### Lesetext
***
Uteriner Kannibalismus

Bei manchen Geschwistern fängt der Konkurrenzkampf bereits im Mutterleib an. Diese besondere Form des Kannibalismus, bei der sich ungeborene Jungtiere fressen, ist unter anderem bei den Sandtigerhaien bekannt. In den beiden Gebärmuttern des Weibchens wachsen bis zu 40 befruchtete Eier heran. Die beiden erstgeschlüpften Tiere, die noch im Mutterleib zur Welt kommen, haben bereits scharfe Zähne. Ist ihr Dottervorrat aufgebraucht, fallen die kleinen Räuber über die restlichen Embryonen her. Als Resultat kommen sie, da sie nicht in Konkurrenz mit ihren Geschwistern stehen und vor der Geburt reichlich Nahrung zu sich nehmen, mit einer Grösse von einem Meter auf die Welt. Damit haben die jungen Haie bessere Überlebenschancen.
***
### Aufgaben
1. Fasse den Text über den uterinen Kannibalismus in zwei Sätzen zusammen.
2. Wie viele befruchtete Eier wachsen laut dem Text über den uterinen Kannibalismus in den beiden Gebärmuttern eines Sandtigerhai-Weibchens heran?
3. Schreibe den Text über den uterinen Kannibalismus im Anschluss an seinen letzten Satz weiter.
Die Datensätze sind eigenständiges Material und gehören nicht zum Text über den uterinen Kannibalismus.

### Datenteil
***
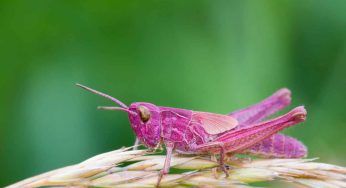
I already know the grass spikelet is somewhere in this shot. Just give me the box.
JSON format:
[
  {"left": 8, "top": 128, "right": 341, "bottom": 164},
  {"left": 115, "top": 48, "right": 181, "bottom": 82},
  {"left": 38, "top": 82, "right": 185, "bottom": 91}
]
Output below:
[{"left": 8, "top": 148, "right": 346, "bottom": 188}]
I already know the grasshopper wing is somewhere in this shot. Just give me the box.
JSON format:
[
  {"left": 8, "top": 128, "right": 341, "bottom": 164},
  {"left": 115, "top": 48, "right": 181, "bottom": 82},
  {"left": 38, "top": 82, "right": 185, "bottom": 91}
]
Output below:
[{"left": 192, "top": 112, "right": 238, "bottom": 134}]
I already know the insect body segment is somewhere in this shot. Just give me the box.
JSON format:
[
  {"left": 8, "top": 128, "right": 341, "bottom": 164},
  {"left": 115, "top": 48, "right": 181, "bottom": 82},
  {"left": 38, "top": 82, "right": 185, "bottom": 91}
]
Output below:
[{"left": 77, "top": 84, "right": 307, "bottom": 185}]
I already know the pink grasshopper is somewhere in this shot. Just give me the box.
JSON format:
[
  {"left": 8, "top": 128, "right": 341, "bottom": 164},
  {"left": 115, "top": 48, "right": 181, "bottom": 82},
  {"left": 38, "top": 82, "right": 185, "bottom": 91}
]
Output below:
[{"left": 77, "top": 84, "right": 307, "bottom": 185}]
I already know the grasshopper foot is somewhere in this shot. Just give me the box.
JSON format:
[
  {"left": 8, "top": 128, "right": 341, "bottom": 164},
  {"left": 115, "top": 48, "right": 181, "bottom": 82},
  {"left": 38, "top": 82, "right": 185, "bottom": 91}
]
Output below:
***
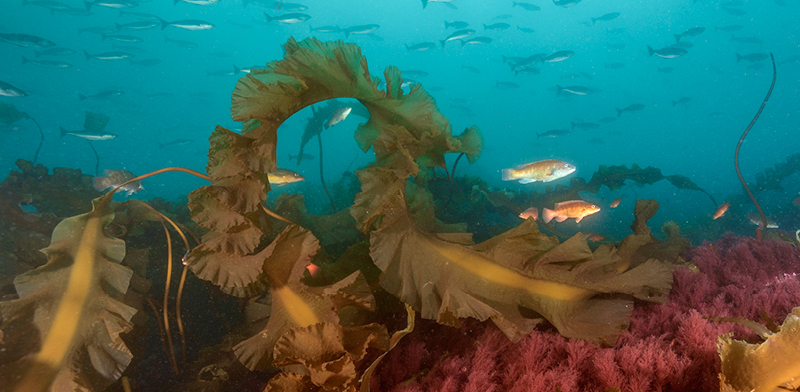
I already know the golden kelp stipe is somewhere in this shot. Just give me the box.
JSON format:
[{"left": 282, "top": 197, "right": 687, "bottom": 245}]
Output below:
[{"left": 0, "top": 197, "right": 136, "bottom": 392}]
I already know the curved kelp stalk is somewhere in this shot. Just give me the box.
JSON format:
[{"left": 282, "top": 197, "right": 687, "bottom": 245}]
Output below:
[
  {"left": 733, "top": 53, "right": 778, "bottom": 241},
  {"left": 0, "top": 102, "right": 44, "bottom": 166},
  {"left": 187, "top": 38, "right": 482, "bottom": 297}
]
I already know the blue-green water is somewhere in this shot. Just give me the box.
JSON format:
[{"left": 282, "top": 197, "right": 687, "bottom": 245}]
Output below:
***
### Lösungen
1. Beim uterinen Kannibalismus, der unter anderem bei Sandtigerhaien bekannt ist, fressen ungeborene Jungtiere bereits im Mutterleib ihre Geschwister. Die beiden erstgeschlüpften Tiere haben scharfe Zähne und fallen nach dem Aufbrauchen ihres Dottervorrats über die restlichen Embryonen her, weshalb sie mit einer Größe von einem Meter und besseren Überlebenschancen zur Welt kommen.

2. Bis zu 40 befruchtete Eier.

3.
Matriphagie

Mütter sind fürsorglich und aufopfernd. Manche von ihnen geben ihr eigenes Leben, um die Zukunft ihres Nachwuchses zu sichern. Die Matriphagie, bei der Jungtiere ihre Mutter fressen, ist vor allem bei Spinnen und Tausendfüssern bekannt. Die Weibchen der bei uns heimischen Keller- und Fensterspinne sterben einige Tage nach dem Schlupf ihres Nachwuchses, ihr toter Körper dient ihm als Nahrung. Dadurch wird sichergestellt, dass die Jungspinnen ausreichend versorgt werden und möglichst viele von ihnen überleben. Auch die in Südamerika lebende und zu den Amphibien zählende Ringelwühle betreibt eine seltsame Brutpflege. Die geschlüpften Jungtiere ernähren sich in den ersten Monaten von der nährstoffreichen Haut ihrer Mutter, ohne, dass sie dabei ums Leben kommt.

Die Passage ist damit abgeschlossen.